[[ EXTRACTED TEXT open ]]
How did some birds become red? Scientists unravel clues.

New research identified a genetic enzyme in birds that converts yellow pigments from their food into red pigments applied to their bills, feathers, and skin.

Stuart Dennis
Left: A wildtype male zebra finch with distinctive red beak. Right: A male zebra finch with the mutant 'yellowbeak' gene.

Where do some birds get their vibrant red colors? New has research identified a genetic enzyme in birds that converts yellow pigments from their food into red pigments applied to their bills, feathers, and skin. The color red is very important for birds, playing an active role in in mating, protection, and representation of genetic quality.

Two independent studies published in Current Biology each indicate the same gene is responsible for red pigmentation in birds. One of the studies – carried out by Ricardo Lopes, an evolutionary biologist at Portugal's Universidade do Porto; James Johnson, biochemist PhD candidate at Auburn University; and Matthew Toomey, a postdoctoral biologist at Washington University School of Medicine – compared domesticated yellow and red factor canaries. Bred nearly a century ago, red factor canaries are a cross between Serinus canaria, domesticated yellow canaries, and Spinus cucullata, wild red siskins.

"We discovered a gene that codes for an enzyme that enables this yellow-to-red conversion in birds," said the Universidade do Porto's Miguel Carneiro, who co-authored the study, which investigated the source of the "red factor" in canaries. "To produce red feathers, birds convert yellow dietary pigments known as carotenoids into red pigments and then deposit them in the feathers." Their study found CYP2J19, a cytochrome P450 enzyme on chromosome 8, to be responsible for red pigmentation.
[[ EXTRACTED TEXT closed ]]
[[ SUPPLIED RECORDS open ]]
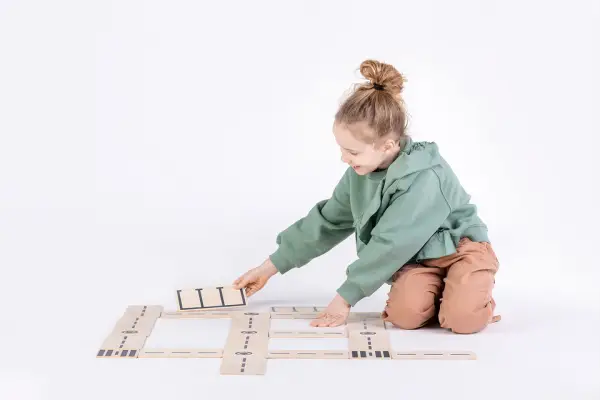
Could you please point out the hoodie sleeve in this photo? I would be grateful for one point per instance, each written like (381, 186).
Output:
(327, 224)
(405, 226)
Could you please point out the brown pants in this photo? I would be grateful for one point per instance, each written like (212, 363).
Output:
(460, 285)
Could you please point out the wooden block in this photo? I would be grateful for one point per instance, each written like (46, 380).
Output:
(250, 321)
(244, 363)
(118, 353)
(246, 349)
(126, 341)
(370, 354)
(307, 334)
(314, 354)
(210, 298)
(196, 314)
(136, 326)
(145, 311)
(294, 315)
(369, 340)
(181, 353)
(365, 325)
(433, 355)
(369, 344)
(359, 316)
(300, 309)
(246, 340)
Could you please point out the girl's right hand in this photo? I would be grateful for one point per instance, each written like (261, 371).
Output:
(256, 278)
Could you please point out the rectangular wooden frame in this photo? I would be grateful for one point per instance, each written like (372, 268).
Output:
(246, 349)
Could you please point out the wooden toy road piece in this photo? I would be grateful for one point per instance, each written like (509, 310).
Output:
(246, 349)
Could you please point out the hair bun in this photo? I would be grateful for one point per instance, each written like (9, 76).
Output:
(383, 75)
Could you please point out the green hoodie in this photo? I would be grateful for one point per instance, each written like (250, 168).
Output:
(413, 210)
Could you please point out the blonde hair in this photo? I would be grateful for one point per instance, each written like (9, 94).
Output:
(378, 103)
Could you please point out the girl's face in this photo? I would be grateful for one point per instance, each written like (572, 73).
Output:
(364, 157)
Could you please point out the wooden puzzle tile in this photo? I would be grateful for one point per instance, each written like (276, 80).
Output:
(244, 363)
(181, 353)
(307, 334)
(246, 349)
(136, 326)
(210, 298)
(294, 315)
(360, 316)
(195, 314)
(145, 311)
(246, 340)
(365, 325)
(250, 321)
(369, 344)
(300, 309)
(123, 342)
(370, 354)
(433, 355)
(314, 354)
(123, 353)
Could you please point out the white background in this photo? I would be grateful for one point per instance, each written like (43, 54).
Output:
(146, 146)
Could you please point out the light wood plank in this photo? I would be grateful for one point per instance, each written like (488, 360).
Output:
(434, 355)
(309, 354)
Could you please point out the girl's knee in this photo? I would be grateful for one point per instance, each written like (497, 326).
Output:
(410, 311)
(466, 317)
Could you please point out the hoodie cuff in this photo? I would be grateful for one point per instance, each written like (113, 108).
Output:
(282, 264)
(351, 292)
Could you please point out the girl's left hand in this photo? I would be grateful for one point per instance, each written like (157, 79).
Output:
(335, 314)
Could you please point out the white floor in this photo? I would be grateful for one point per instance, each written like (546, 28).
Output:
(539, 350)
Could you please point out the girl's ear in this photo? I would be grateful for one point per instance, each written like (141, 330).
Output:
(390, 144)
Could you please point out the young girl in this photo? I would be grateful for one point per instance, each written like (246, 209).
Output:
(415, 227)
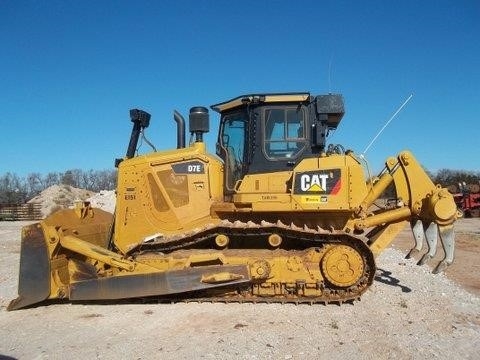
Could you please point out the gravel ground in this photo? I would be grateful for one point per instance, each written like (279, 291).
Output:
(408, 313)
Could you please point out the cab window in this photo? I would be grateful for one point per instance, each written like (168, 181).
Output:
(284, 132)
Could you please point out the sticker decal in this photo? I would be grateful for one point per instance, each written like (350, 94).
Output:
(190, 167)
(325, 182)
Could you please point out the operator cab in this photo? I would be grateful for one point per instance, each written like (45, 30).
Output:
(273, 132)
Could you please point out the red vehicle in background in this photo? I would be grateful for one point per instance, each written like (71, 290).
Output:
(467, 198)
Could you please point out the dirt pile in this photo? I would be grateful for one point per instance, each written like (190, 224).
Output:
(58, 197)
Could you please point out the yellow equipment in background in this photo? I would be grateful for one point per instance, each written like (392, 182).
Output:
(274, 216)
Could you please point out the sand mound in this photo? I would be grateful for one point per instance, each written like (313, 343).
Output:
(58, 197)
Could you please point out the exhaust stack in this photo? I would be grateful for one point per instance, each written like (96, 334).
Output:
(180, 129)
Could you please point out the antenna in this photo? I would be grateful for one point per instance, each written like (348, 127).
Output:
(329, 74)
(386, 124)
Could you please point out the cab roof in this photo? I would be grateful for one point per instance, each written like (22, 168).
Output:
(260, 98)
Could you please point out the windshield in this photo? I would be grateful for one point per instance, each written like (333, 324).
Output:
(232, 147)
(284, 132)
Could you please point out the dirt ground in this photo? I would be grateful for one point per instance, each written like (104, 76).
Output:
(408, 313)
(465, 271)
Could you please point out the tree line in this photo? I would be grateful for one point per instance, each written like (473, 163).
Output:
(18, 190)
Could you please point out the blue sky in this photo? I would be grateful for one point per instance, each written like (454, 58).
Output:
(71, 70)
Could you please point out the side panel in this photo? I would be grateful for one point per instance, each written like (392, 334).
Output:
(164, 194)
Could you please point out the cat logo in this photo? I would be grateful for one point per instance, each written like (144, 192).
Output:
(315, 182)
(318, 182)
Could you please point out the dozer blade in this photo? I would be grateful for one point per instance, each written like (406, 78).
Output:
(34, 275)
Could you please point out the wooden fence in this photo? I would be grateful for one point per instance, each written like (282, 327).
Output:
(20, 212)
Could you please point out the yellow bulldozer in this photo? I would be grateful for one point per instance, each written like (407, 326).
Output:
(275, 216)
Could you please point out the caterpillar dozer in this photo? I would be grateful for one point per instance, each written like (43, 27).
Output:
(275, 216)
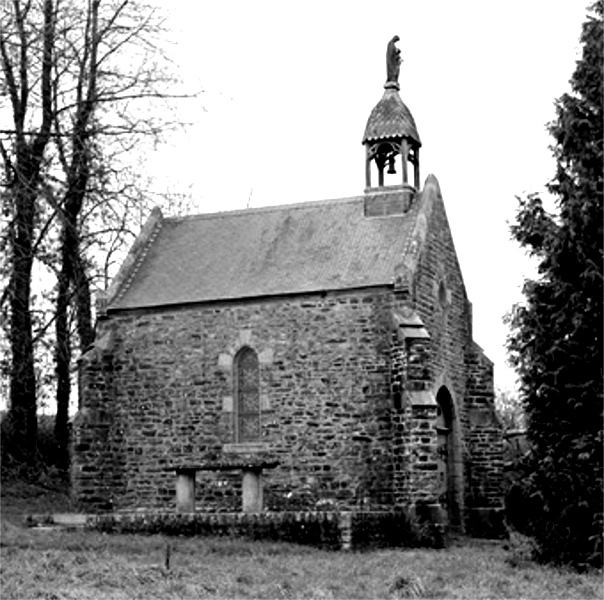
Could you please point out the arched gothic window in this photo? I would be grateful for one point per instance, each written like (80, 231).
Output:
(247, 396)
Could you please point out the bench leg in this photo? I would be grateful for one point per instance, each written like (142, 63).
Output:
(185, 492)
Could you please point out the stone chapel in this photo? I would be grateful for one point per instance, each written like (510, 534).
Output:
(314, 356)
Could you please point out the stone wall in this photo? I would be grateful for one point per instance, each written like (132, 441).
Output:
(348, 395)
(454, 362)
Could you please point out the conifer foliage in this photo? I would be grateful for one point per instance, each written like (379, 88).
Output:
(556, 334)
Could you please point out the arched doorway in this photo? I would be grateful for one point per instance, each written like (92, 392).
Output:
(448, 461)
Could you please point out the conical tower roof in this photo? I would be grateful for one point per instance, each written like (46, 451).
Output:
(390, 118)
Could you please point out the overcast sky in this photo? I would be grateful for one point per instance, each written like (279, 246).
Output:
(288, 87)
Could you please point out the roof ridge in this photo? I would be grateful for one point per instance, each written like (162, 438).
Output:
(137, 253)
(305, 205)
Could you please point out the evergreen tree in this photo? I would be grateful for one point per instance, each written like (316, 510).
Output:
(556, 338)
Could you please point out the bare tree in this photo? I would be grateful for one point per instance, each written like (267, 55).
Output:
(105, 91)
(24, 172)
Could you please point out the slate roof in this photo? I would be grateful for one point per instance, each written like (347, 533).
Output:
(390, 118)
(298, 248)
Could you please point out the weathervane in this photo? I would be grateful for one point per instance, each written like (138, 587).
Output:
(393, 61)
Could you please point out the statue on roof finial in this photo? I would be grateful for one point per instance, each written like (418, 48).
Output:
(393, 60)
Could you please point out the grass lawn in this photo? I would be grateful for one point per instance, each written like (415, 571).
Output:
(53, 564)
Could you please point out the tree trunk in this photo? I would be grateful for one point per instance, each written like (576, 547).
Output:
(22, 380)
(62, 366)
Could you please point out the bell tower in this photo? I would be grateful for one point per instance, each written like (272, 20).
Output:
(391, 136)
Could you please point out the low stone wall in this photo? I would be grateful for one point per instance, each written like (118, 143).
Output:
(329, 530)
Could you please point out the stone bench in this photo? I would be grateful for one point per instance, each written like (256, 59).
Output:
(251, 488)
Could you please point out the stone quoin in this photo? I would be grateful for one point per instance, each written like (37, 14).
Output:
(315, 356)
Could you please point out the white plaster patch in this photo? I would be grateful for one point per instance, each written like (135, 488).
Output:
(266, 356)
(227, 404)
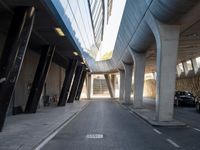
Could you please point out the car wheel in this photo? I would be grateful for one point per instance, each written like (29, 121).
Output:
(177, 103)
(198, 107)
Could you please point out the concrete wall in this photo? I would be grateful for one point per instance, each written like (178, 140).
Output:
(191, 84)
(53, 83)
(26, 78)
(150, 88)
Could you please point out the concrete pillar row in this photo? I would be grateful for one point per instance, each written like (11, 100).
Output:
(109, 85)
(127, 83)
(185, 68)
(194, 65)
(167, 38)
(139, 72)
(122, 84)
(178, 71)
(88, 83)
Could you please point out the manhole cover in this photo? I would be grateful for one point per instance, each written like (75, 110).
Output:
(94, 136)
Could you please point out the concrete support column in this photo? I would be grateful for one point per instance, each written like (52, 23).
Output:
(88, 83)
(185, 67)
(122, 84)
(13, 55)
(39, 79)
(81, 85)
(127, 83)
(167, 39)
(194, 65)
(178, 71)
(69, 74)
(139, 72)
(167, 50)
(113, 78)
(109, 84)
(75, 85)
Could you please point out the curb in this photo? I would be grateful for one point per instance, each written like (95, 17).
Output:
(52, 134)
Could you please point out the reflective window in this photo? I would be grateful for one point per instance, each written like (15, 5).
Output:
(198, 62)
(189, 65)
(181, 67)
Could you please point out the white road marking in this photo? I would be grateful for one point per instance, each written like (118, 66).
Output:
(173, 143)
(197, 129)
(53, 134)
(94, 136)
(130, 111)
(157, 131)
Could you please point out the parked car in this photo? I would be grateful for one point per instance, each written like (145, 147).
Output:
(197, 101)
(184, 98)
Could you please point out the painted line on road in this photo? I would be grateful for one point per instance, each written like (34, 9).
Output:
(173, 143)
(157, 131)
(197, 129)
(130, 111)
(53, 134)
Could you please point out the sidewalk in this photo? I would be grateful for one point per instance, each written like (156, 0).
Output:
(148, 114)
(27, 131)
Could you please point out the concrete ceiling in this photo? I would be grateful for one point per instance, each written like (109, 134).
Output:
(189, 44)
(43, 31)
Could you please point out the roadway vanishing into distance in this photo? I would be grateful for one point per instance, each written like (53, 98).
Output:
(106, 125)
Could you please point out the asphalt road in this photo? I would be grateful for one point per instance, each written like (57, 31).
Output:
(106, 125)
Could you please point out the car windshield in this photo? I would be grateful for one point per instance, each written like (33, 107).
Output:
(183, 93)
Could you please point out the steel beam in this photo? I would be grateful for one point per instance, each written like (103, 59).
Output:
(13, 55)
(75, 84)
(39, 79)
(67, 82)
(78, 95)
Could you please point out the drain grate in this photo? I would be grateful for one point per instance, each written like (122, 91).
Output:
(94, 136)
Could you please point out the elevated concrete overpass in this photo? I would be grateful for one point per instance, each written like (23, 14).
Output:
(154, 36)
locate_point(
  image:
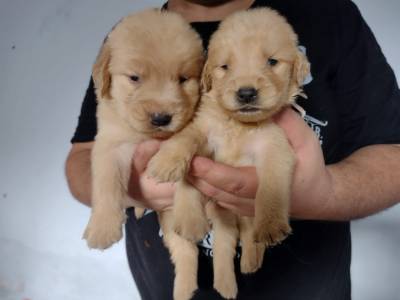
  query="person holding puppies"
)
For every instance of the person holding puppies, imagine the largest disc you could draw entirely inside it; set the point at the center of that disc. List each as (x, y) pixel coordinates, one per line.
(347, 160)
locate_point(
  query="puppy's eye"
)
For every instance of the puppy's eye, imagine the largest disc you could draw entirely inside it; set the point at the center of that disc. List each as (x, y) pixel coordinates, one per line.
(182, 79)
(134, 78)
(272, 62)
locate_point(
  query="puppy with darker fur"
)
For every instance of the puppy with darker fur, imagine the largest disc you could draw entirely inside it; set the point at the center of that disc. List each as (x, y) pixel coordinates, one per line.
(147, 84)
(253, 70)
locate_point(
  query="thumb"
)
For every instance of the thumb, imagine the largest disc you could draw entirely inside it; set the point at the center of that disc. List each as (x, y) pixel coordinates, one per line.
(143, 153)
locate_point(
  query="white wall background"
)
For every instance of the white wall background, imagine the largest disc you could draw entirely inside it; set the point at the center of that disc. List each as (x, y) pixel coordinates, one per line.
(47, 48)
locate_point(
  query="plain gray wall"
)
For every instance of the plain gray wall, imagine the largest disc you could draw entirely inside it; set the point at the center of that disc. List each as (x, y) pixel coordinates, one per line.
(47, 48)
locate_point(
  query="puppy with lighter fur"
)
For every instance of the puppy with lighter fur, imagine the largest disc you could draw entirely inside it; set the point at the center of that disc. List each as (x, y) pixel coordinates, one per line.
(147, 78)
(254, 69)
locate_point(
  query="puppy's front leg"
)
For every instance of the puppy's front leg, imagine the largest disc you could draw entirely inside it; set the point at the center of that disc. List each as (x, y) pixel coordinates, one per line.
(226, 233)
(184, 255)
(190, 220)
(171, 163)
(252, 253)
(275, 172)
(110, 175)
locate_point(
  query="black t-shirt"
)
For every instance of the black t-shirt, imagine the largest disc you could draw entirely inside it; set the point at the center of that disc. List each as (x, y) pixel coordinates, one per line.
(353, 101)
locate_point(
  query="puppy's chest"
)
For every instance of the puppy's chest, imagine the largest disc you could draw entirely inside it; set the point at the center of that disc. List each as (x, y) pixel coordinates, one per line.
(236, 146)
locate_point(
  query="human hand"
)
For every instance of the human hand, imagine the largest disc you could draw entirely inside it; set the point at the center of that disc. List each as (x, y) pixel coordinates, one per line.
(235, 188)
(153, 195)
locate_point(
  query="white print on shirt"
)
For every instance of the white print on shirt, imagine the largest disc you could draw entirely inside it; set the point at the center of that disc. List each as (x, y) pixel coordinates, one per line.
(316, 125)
[[ SUPPLIED RECORDS closed ]]
In the article about how birds became red, which two birds were crossed to breed red factor canaries?

__EXPECTED ANSWER__
Serinus canaria (domesticated yellow canaries) and Spinus cucullata (wild red siskins).